_CONSIGNE_.
Réécrivez le passage de l'extrait allant de "À première vue, cette" à "Vitale biométrique ?", en changeant "séduisante" en "attrayante".

Le ministre de l'Action et des Comptes publics, Gabriel Attal, a annoncé le 29 mai, dans le journal Le Parisien, avoir demandé "une mission pour définir les modalités de l'incorporation des données de la carte Vitale à la nouvelle carte d'identité".

À première vue, cette approche peut paraître séduisante : en effet, les éléments biométriques existent déjà dans la carte d'identité à puce (dont personne ne se sert, faute d'usage pour les citoyens). L'utiliser pour les frais de santé serait-il un moyen de tirer parti de son coût tout en exploitant (ou économisant) le budget déjà alloué pour l'évaluation d'une carte Vitale biométrique ? 

25 ans après avoir décidé de sa généralisation, la carte Vitale, ce petit bout de plastique vert doté d'une puce électronique, est la partie visible d'un système d'une efficience aussi extraordinaire que méconnue. 

Il faut avoir plus de 40 ans pour comprendre la formidable transformation du traitement opérationnel des frais de santé qui s'est déroulée de 2000 à 2010, dont les résultats ont été mesurés et attestés par la Cour des Comptes (dans son rapport public annuel sur la Sécurité Sociale 2010). Et les ordres de grandeur sont vertigineux, comme tout ce qui touche à la santé : 

  • En 2000, ce sont 1 milliard de feuilles de soins produites par an qui étaient transmises en format papier (1 milliard par an, donc 3 millions de formulaires Cerfa à saisir par jour dans les caisses primaires d'Assurance Maladie, nécessitant plus de 10 000 agents).  
  • En 2010, le cap du milliard de feuilles de soins transmises désormais par voie électronique a été passé grâce à la carte Vitale. 

Chaque feuille de soins transmise en format électronique permet d'économiser 1,47 € (le coût de traitement d'une feuille de soin papier était estimé en 2010 à 1,74 € contre 0,27 € pour la transmission électronique) : c'est donc plus d'1,5 milliard d'euros qui sont économisés chaque année grâce à cette invention française qu'est la carte Vitale !

_DONNÉES FOURNIES_.
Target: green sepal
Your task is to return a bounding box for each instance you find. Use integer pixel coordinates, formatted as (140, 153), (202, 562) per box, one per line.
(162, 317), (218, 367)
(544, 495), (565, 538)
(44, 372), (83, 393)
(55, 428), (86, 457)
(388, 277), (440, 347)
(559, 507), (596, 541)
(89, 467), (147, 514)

_RÉPONSE_.
À première vue, cette approche peut paraître attrayante : en effet, les éléments biométriques existent déjà dans la carte d'identité à puce (dont personne ne se sert, faute d'usage pour les citoyens). L'utiliser pour les frais de santé serait-il un moyen de tirer parti de son coût tout en exploitant (ou économisant) le budget déjà alloué pour l'évaluation d'une carte Vitale biométrique ?